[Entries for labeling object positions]
+--
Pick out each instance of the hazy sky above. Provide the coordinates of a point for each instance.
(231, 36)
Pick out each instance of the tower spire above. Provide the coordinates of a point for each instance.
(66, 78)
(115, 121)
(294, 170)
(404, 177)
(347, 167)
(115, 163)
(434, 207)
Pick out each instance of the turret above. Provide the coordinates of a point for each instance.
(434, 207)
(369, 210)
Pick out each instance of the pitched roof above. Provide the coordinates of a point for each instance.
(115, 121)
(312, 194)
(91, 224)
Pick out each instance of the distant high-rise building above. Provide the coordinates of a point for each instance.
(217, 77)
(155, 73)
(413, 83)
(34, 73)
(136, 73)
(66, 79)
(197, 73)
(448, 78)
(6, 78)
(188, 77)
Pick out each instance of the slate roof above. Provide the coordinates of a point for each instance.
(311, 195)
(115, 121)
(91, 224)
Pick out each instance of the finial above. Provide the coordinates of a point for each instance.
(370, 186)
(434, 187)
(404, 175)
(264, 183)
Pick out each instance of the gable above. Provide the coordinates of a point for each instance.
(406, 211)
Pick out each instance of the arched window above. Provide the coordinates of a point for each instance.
+--
Turn every line of the listing above into a numbered list, leaving out any blank lines.

Correct response>
1. Pick out each instance of the hazy sky above. Provide the coordinates of a point for each instance.
2. (231, 36)
3. Pick out each instance of the tower spire above. Provide the coordinates of a point for each instance.
4. (66, 78)
5. (115, 121)
6. (294, 170)
7. (404, 177)
8. (347, 167)
9. (115, 163)
10. (434, 207)
11. Pick out each instance of the turret above. Provide the coordinates of a point for each instance.
12. (434, 207)
13. (369, 210)
14. Pick out each instance of the pitched roof above. Provide the coordinates of a point for each instance.
15. (115, 121)
16. (312, 194)
17. (91, 224)
18. Pick out each instance of the distant high-rise building above. Provide the coordinates of a point for each instance.
19. (217, 77)
20. (155, 73)
21. (413, 83)
22. (34, 73)
23. (136, 73)
24. (66, 79)
25. (197, 73)
26. (448, 78)
27. (6, 78)
28. (188, 77)
29. Pick out each instance of the slate roof above. Provide the coordinates of a point for each instance.
30. (311, 195)
31. (115, 121)
32. (91, 224)
33. Pick out each instance of the finial above. Provide the coordinates of a point for each instance.
34. (370, 186)
35. (434, 187)
36. (404, 175)
37. (264, 183)
38. Pick out each instance of the gable above. Provide the coordinates of a point for each instance.
39. (406, 211)
40. Pick out each instance of the arched window above. Provide the coordinates of a point for each instance.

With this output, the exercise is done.